# Texto de lectura
29.6.18

the spanish truman show




Los últimos cinco minutos del metraje de El show de Truman son brillantes. El protagonista, atrapado en una serie televisiva que durante treinta y tantos años ha tenido en vilo a la audiencia, decide rebelarse contra su dios-productor, y ante el júbilo de los telespectadores elige dejar en directo el programa. La banda sonora subraya la intensidad de una escena de gran clímax emocional. Sin embargo, tras el subidón épico, viene el ultimísimo plano antes del fundido en negro; ése en el que tras el corte de la retrasmisión uno de los hasta entonces fiel espectador de las aventuras de Truman se limita a preguntar apático: “¿Qué hay en otro canal?”.
Un indolente “¿Qué hay en otro canal?” tras más de tres décadas de estar pegado a un único serial televisivo es un poco la clave de todo.
Aquí llevamos también treinta y tantos años de un único show nacional: el de la España sin remedio, el del cainismo y un pesimismo generalizado que han acabado por convertirse en una actitud vital. Todos los medios de comunicación parecen sintonizados en este canal monopolístico, uno cuyo único objetivo parece ser la intoxicar a la sociedad.
Hemos crecido, como los espectadores de El show de Truman, pegados a un discurso monocorde.
Hay una visión hegemónica, ya convertida en “sentido común”, que viene a certificar que no hay escapatoria y que España será siempre la pelea a garrotazos de Goya. Mejor no intentarlo, nos susurran; mejor dejar que los que dirigen el cotarro sigan haciéndolo, que el cambio puede ser a peor porque llevamos la ira en las venas.
Barra libre, pues, para políticos abyectos, empresarios sibilinos, y sobre todo los secuaces de ambos, esos miles de profesionales de la opinadera que se dedican a “sembrar vinagre en los periódicos de la mañana”, que diría Julián Marías.
Este último gremio es especialmente dañino. Los profetas de tremendismo utilizan su poder en los medios para imposibilitar la concordia. Agota verlos, siempre con lo mal que está todo y lo maléficos que son los de la bancada de enfrente y qué país éste donde habita gente que no está de acuerdo en todo con uno.
La cuestión es que si alguien decidiera saltarse el guión y terminar con el monotema seguramente no pasaría nada, como en la película, en la que parece que va a acontecer un cataclismo cuando cortan la conexión tras el abandono de Truman, y luego no pasa realmente nada.

# Entradas de datos

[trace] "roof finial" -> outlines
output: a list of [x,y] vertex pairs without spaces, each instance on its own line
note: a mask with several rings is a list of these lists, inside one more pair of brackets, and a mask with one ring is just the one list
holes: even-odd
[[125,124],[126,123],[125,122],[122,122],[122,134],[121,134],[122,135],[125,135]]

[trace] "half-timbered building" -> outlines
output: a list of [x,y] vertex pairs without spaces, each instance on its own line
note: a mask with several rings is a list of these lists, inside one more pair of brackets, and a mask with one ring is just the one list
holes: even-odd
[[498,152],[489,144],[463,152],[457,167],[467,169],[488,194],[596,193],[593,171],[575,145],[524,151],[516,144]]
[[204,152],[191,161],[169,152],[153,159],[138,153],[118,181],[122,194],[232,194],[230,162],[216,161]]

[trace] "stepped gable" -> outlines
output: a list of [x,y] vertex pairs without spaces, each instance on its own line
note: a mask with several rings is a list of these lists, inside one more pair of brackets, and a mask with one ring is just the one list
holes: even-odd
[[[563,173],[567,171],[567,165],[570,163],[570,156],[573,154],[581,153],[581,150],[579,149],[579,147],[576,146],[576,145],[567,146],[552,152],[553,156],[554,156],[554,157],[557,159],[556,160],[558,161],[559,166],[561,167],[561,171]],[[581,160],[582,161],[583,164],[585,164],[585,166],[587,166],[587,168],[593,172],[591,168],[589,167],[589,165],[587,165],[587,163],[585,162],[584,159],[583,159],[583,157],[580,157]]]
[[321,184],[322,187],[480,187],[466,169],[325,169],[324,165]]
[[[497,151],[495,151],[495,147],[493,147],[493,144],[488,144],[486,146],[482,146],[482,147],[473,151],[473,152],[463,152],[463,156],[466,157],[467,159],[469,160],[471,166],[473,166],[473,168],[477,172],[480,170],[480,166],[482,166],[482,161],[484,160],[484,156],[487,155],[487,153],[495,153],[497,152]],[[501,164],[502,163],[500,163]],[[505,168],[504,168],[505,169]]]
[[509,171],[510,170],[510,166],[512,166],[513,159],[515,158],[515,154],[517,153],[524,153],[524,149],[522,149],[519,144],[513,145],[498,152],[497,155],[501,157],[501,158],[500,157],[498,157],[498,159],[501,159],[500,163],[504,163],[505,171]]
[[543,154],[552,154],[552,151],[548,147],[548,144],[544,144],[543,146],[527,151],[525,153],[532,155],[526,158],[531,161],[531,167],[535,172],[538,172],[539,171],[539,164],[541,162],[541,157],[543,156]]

# Instrucciones
1/ Según el artículo sobre El show de Truman, ¿a quién se atribuye la frase “sembrar vinagre en los periódicos de la mañana”?
2/ Devuelva sin cambios el pasaje del artículo sobre El show de Truman que va desde "Hay una visión" hasta "todo con uno.".
Responda basándose exclusivamente en el artículo sobre El show de Truman.

# Soluciones del ejercicio
1/ A Julián Marías.

2/
Hay una visión hegemónica, ya convertida en “sentido común”, que viene a certificar que no hay escapatoria y que España será siempre la pelea a garrotazos de Goya. Mejor no intentarlo, nos susurran; mejor dejar que los que dirigen el cotarro sigan haciéndolo, que el cambio puede ser a peor porque llevamos la ira en las venas.
Barra libre, pues, para políticos abyectos, empresarios sibilinos, y sobre todo los secuaces de ambos, esos miles de profesionales de la opinadera que se dedican a “sembrar vinagre en los periódicos de la mañana”, que diría Julián Marías.
Este último gremio es especialmente dañino. Los profetas de tremendismo utilizan su poder en los medios para imposibilitar la concordia. Agota verlos, siempre con lo mal que está todo y lo maléficos que son los de la bancada de enfrente y qué país éste donde habita gente que no está de acuerdo en todo con uno.